> [EXERCISE PASSAGE]

States Plan Slowest Spending Increase Since RecessionWilliam Selway
U.S. states are set to increase spending at the slowest pace since the recession ended five years ago, reflecting wariness about the recovery.
Governors proposed raising spending by $21.4 billion, or 2.9 percent, to $750.5 billion during the 2015 fiscal year, which begins in July in all but four states, according to a report today by the National Association of State Budget Officers. It would mark the smallest increase since 2010, when they began spending more after two years of cutbacks.
“States are in much better financial shape,” Scott Pattison, executive director of the Washington-based group, said in a statement. “Still, states are cautious, especially since revenues are growing slower than expected in some states.”
Even with many states projecting surpluses, officials were hesitant to cut taxes, hire workers, or restore all cuts made after the 18-month recession ended in 2009. The growth of tax collections slowed this year, following a jump in 2013 after taxpayers sold stocks and collected bonus income early to avoid federal rate increases set to kick in that year.
During the first four months of this year, income-tax collections slipped by 7.1 percent, or $8.4 billion, declining in 38 of the 41 states that impose a broad-based levy on wages, according to a report released today by the Nelson A. Rockefeller Institute of Government in Albany, New York. New Jersey, Connecticut and Virginia are among states that were caught off guard by the magnitude of the drop.
After deep budget cuts stemming from the recession, some states are hesitant to spend surpluses that emerged during the recovery. In California, for example, Governor Jerry Brown, a Democrat, is pressing lawmakers to pay off debt and bolster savings.

> [EXERCISE GOAL] Continue the news article about state spending plans for the 2015 fiscal year, starting after its final sentence.

Data items:
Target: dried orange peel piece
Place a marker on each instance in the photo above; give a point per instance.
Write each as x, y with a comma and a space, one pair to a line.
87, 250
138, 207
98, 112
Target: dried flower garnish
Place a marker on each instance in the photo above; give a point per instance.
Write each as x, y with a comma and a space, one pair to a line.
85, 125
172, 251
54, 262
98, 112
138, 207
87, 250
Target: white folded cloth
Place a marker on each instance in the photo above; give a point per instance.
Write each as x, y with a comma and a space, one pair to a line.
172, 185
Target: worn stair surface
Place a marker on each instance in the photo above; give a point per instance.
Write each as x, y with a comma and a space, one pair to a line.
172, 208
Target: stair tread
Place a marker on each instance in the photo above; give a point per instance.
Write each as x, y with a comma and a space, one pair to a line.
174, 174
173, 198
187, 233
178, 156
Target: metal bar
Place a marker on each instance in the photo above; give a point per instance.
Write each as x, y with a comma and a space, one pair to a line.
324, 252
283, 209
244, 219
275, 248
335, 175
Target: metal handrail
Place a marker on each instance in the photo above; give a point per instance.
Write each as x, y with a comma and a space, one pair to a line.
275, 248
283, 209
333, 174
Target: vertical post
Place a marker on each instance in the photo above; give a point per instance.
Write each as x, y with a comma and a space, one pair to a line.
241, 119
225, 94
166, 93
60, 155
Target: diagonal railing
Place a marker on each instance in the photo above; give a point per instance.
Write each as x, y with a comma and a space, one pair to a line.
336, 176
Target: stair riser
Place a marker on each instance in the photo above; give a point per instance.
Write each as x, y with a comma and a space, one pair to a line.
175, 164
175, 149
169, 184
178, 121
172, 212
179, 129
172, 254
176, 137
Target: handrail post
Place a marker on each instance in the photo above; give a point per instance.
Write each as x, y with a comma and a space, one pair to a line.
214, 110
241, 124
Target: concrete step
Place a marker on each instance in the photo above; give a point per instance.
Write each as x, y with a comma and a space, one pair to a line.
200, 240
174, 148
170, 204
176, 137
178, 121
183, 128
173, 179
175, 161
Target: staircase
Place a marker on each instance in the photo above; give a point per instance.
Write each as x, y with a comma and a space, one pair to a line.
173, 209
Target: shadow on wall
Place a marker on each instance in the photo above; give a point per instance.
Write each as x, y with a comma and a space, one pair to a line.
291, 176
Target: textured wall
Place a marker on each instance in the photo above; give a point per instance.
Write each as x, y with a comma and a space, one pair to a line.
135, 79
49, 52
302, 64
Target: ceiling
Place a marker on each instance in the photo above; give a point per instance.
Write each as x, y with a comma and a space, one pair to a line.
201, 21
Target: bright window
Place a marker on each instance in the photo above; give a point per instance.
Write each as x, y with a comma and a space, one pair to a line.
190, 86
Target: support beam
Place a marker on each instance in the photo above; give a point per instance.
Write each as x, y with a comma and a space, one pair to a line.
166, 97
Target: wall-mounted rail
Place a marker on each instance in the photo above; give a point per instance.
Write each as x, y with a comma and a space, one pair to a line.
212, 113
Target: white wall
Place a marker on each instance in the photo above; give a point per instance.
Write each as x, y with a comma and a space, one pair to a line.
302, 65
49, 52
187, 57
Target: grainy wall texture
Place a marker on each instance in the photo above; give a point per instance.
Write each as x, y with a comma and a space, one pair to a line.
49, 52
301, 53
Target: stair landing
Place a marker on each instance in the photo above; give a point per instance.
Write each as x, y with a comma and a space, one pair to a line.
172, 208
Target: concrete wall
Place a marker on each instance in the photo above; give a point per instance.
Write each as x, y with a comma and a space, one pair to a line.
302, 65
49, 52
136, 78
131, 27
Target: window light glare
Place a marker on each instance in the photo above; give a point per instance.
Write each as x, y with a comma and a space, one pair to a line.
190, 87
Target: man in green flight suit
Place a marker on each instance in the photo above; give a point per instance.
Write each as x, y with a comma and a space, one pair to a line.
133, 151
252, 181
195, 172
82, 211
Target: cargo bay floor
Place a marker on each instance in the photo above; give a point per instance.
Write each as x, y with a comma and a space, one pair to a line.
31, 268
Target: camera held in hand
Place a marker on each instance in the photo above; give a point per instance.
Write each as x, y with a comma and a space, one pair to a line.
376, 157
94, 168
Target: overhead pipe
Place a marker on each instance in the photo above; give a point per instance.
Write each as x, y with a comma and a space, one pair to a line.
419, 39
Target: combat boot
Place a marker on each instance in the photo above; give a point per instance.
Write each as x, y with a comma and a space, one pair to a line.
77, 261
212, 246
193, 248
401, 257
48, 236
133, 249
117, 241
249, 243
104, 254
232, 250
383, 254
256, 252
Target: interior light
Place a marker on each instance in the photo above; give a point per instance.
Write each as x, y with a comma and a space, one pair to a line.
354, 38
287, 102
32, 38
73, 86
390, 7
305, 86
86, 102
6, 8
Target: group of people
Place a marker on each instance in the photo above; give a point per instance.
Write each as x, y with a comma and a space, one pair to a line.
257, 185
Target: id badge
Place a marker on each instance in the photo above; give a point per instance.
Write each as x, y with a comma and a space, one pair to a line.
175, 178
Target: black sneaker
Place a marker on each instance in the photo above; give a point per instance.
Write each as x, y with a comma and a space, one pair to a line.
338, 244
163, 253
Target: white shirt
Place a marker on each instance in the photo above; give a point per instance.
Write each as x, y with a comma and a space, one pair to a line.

> [REPLY TO THE TASK]
The restraint has driven gains in the $3.7 trillion municipal-bond market as officials slow borrowing. This year, as sales slid 23 percent from a year ago, munis gained each month through May for the first time since 1991, according to Bank of America Merrill Lynch indexes.
The survey, based on governors’ budgets introduced this year, found that tax collections are expected to increase by 3.2 percent in the 2015, outstripping spending increases.
Governors proposed cutting taxes and fees $2.5 billion, according to the survey. Most proposals were modest, it said.
About three-quarters of next year’s spending increases were slated for schools and Medicaid, the health-care program for the poor, with jumps of $10.9 billion and $4.9 billion, respectively, according to the survey. There were smaller sums for higher education and transportation.
“Additional spending receives much more scrutiny now than it did before the recession,” Oregon Chief Financial Officer George Naughton said in a statement.